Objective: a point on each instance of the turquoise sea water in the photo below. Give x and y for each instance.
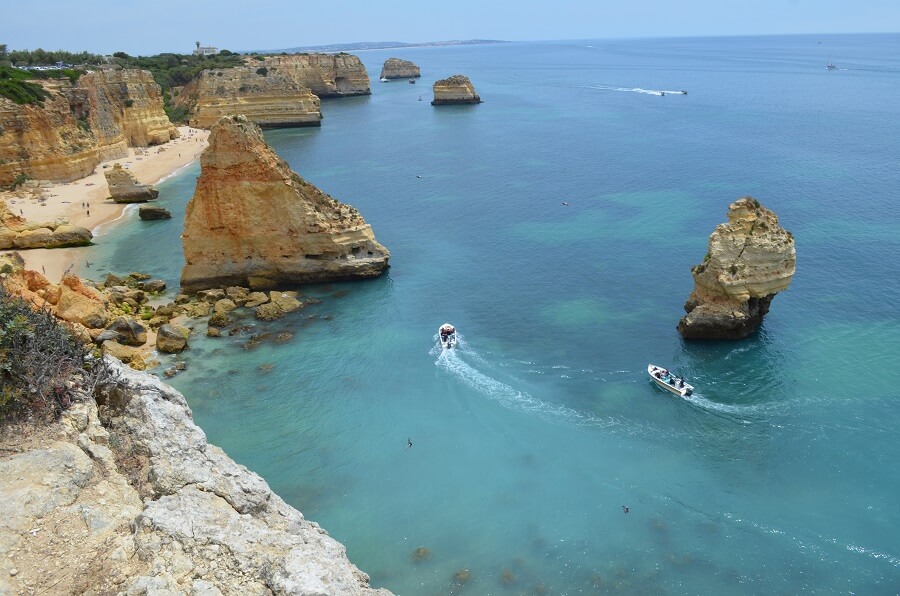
(779, 476)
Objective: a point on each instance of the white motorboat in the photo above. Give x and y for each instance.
(668, 381)
(447, 334)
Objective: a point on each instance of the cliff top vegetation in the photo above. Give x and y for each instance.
(43, 368)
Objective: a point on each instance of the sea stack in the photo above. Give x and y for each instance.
(750, 259)
(395, 68)
(124, 187)
(454, 90)
(252, 222)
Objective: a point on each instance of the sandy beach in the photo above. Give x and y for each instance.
(86, 202)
● ● ●
• **The request**
Please give the lines of the records as a JSON list of strings, one string per line and blank lines left out, starting at the line that contains "Objective: a point on each instance of the sandy" and ending at the last line of the records.

• **Expected answer**
[
  "Objective: a point on each instance of the sandy beach in the photo above. Give x and y for each instance.",
  "(86, 202)"
]